The problem ▸
Records follow. Pull out every line that contains "pattern".

Task material ▸
=======
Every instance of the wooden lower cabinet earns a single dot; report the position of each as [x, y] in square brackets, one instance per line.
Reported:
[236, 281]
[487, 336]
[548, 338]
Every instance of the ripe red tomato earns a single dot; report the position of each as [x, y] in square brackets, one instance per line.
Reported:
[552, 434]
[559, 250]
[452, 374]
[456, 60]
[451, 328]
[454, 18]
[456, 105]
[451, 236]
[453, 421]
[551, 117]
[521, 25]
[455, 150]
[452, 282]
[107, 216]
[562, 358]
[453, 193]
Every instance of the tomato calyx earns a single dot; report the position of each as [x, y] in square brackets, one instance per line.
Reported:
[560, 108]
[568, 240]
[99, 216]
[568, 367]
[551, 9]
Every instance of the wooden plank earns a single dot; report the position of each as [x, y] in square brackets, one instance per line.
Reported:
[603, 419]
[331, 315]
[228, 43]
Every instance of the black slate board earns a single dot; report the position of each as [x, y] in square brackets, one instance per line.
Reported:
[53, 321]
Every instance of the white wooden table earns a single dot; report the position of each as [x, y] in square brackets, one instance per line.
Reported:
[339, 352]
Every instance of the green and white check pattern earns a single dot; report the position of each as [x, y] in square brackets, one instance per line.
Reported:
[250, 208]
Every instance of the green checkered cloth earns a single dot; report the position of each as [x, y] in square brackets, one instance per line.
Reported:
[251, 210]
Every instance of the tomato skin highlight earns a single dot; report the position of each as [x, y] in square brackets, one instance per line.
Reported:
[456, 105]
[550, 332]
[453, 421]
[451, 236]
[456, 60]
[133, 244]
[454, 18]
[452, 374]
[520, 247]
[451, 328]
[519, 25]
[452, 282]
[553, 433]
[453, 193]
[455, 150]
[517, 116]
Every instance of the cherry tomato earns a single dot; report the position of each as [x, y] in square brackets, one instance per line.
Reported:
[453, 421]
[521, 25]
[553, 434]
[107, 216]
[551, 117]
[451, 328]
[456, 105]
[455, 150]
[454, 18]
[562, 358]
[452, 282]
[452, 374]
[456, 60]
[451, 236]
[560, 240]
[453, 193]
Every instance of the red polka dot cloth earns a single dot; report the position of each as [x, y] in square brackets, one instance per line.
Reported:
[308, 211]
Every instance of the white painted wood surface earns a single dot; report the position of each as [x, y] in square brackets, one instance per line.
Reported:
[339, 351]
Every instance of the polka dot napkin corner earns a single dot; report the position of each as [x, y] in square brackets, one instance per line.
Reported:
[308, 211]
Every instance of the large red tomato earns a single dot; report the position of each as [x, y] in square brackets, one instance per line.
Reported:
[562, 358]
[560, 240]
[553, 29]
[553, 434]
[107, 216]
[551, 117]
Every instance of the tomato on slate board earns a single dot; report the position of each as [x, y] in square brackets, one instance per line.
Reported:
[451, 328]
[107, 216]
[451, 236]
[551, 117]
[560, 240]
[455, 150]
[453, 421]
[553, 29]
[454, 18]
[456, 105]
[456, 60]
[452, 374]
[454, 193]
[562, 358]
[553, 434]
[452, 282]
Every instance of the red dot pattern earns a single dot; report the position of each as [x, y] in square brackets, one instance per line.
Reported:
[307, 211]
=======
Answer space ▸
Every instance of the green and white check pattern earns a single dot; report the position of each as [x, y] in square brackets, one instance per line.
Every instance of the red dot pattern earns a single dot; report the position of each as [x, y] in square brackets, one instance per line.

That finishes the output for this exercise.